### AIM OF THE TASK:
From the entries, return every line where the string "lamp" shows up.

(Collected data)
•••

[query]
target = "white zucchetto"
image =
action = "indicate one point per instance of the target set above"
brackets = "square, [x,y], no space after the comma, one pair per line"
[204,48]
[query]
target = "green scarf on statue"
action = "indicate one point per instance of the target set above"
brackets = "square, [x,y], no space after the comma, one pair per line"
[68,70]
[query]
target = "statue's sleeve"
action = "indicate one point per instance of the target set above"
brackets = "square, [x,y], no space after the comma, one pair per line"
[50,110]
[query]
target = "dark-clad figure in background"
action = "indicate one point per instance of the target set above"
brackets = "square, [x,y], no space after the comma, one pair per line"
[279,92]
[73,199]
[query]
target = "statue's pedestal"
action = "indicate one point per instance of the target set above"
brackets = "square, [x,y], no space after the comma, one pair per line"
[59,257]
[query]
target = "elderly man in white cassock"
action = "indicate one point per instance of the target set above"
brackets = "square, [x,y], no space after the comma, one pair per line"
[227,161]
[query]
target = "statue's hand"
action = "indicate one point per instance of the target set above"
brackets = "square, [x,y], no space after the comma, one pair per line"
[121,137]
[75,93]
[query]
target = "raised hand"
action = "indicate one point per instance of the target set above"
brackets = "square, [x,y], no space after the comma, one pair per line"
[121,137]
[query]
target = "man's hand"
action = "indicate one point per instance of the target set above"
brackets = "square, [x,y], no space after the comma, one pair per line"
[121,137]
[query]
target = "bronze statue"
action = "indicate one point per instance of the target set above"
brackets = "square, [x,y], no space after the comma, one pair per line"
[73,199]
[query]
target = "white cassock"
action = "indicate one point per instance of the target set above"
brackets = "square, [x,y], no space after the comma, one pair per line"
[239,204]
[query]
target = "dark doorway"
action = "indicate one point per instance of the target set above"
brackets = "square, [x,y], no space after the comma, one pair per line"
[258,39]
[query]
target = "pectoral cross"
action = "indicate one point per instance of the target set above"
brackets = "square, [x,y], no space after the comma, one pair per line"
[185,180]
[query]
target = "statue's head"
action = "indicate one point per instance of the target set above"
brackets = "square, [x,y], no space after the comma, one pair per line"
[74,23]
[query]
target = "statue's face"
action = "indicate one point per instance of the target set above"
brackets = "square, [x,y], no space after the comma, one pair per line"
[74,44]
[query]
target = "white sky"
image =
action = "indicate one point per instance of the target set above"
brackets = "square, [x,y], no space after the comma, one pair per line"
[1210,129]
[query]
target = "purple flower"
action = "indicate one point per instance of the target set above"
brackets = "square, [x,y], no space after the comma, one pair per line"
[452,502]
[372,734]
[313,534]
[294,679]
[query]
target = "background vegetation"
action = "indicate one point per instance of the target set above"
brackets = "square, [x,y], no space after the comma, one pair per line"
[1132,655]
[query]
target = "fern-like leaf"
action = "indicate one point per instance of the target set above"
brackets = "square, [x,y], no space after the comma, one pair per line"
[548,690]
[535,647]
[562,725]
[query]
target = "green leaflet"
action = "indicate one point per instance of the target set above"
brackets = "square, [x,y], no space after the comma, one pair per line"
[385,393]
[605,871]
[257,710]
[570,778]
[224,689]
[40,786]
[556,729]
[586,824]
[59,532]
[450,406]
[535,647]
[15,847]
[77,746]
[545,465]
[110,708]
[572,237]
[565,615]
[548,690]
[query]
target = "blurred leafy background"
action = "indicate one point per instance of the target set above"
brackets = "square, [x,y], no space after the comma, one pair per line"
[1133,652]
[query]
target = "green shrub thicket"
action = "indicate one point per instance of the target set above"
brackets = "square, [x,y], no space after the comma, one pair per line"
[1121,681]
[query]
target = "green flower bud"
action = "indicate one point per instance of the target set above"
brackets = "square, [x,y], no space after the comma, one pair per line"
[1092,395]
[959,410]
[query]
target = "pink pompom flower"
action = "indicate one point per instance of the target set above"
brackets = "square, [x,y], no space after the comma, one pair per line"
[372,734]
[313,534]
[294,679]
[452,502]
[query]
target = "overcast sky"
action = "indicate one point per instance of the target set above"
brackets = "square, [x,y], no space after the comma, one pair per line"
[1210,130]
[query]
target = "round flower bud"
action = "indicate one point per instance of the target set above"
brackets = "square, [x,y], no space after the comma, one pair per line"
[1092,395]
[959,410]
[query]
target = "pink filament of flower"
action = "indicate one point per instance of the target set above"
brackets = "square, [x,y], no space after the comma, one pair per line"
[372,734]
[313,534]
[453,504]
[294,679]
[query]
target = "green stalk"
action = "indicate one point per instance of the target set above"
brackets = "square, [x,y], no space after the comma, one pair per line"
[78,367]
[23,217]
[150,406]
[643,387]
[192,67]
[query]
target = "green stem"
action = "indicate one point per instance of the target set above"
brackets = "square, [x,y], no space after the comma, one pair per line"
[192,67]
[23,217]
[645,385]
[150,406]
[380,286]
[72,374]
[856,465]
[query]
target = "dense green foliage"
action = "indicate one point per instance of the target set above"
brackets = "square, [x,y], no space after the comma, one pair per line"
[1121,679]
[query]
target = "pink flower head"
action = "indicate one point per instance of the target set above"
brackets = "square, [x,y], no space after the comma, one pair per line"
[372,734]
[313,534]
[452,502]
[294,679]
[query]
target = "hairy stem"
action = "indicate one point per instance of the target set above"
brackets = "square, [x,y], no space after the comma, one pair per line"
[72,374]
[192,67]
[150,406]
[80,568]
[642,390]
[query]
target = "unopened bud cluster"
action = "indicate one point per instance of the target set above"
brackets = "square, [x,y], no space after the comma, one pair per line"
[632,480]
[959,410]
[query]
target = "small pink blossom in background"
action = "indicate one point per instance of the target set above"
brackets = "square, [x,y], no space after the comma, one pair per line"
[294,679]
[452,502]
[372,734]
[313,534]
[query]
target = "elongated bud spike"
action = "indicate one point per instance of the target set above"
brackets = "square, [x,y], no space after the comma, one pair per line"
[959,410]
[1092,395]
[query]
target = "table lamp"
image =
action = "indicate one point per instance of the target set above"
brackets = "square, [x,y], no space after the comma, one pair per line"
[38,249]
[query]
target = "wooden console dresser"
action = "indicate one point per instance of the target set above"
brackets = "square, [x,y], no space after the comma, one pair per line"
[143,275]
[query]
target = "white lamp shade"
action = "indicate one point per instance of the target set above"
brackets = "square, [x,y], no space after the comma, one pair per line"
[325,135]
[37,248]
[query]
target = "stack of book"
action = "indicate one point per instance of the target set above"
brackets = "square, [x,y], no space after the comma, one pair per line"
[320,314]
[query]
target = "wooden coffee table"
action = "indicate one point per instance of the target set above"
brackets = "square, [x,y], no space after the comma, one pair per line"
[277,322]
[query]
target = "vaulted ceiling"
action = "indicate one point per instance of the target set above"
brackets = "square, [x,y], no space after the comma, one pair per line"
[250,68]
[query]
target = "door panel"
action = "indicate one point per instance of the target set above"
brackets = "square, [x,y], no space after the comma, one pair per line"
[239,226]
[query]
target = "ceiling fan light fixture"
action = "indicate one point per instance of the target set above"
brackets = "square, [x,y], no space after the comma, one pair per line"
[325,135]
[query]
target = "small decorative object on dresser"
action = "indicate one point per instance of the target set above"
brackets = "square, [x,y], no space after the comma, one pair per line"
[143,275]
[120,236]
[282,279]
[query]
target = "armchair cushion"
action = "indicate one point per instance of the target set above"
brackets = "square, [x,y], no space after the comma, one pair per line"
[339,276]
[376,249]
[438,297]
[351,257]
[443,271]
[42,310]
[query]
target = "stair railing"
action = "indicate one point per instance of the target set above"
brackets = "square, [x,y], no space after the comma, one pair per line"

•••

### ANSWER BOX:
target = "table lamp"
target = "white lamp shade"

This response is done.